**PROBLEM TO WORK ON:** Please revise the lines below by replacing each "Query" with "Target" and keeping every other part unchanged.

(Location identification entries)
_ _ _ _ _

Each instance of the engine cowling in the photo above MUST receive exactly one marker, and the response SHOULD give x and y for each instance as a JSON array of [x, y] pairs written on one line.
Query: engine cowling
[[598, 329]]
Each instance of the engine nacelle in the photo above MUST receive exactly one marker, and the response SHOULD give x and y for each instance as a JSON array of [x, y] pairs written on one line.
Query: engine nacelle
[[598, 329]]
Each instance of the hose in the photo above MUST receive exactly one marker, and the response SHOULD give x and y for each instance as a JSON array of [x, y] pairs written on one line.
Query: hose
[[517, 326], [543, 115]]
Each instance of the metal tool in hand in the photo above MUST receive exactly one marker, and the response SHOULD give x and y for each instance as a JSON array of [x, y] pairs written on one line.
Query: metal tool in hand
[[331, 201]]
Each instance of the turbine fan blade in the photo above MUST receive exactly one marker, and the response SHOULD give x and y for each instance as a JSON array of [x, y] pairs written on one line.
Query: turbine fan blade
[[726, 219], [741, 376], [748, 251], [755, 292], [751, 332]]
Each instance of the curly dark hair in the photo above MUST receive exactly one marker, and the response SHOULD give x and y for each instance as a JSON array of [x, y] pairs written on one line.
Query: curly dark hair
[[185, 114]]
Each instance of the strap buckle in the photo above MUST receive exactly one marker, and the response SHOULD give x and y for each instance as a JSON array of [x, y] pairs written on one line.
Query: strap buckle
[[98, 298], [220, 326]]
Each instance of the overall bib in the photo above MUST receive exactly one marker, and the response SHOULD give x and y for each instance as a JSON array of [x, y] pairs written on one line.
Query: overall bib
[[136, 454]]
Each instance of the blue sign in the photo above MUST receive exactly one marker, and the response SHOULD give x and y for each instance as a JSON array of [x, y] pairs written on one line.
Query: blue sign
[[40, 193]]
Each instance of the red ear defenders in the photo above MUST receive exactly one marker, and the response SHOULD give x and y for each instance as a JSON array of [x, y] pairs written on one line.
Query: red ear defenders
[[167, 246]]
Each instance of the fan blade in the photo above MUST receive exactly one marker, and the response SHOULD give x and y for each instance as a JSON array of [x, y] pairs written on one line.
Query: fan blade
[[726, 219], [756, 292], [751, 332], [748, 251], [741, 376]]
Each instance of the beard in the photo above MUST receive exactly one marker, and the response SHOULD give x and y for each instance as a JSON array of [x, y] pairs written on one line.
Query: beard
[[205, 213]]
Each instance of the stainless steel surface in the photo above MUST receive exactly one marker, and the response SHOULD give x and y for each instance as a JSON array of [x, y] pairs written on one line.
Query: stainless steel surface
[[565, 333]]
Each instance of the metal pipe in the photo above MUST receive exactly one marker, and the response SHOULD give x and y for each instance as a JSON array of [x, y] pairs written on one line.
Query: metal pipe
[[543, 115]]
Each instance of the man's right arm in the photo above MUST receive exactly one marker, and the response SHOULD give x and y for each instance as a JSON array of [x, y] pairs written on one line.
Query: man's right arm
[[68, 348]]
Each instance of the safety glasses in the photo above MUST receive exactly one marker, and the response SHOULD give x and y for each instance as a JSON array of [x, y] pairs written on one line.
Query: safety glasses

_ _ _ _ _

**RESPONSE TO THE EXERCISE:**
Each instance of the engine cowling in the photo above MUST receive exactly one marker, and the response SHOULD give x and y for each instance as a JSON array of [x, y] pairs written on one line.
Target: engine cowling
[[598, 329]]
Each instance of the engine nacelle in the photo above MUST receive exactly one marker, and the response SHOULD give x and y for each instance as a JSON array of [x, y] pairs written on one line.
Target: engine nacelle
[[598, 329]]
Each instance of the hose in the photo above MUST receive exactly one marker, and the response SHOULD give x and y for each instance as a JSON array of [x, y] pairs written on one line.
Target: hose
[[517, 326], [543, 115]]
Each instance of the metal tool in hand in the photo above MUST receive exactly one marker, and the response SHOULD give x and y for each instance as a JSON array of [x, y] pairs written on one line.
Target: metal tool in hand
[[331, 201]]
Each instance of the turbine fan blade in the photo above MUST receive exactly one marker, and the response SHOULD give x and y for each instance as a JSON array of [x, y] pairs written on one line.
Target: turbine fan blade
[[726, 219], [741, 376], [748, 251], [755, 292], [751, 332]]
Each instance of the curly dark hair in the photo above MUST receive exactly one marker, and the response SHOULD give x and y for each instance as a JSON array of [x, y] pairs written on one line.
Target: curly dark hair
[[185, 114]]
Each instance of the strap buckle in the photo above MUST receive exactly one marker, and the response SHOULD give x and y for each instance as a JSON array of [x, y] pairs written on one line.
Target: strap buckle
[[98, 298], [220, 326]]
Each instance of the overall bib in the photo above MUST receive exactly one marker, and the response SHOULD give x and y for each instance as a JSON array of [x, y] pairs written on one line.
Target: overall bib
[[136, 454]]
Each instance of the blue sign in the photo above MUST receive exactly one marker, and the response SHOULD give x and y for each instance as a JSON array of [x, y] pairs written on one line.
Target: blue sign
[[40, 193]]
Each instance of the red ear defenders in the photo above MUST receive exactly one marker, and the response SHOULD give x and y for each instance as a JSON array of [x, y] pairs written on one line.
Target: red ear defenders
[[167, 246]]
Each instance of the fan blade in the photo above MUST receive exactly one marker, and the response SHOULD give x and y for each instance as a JSON array of [x, y] pairs written on one line.
Target: fan blade
[[726, 219], [756, 292], [751, 332], [748, 251], [741, 376]]
Each instance of the beard in the photo above MUST receive exactly one marker, and the response SHOULD give x and y for each instance as a JSON array of [x, y] pairs written on one line.
Target: beard
[[205, 213]]
Each instance of the stainless steel surface in the photo above MUST receive exactly one marker, and the response SHOULD give x and y for each instance as a JSON array of [x, y] pairs written on one line.
Target: stainless steel surface
[[565, 333]]
Each instance of the metal pipe in the photo above MUST receive exactly one marker, and the response SHOULD give x and y for each instance as a JSON array of [x, y] pairs written on one line.
Target: metal pipe
[[543, 115]]
Each instance of the man's right arm in the photo above MUST receive exactly one marker, and the response SHOULD give x and y for each instance as a JSON array of [x, y] pairs written on one line.
Target: man's right arm
[[68, 348]]
Each instance of the safety glasses in the photo above MUST receive exactly one marker, and the response SHOULD give x and y for each instance as a JSON array of [x, y] pairs written on one line.
Target: safety glasses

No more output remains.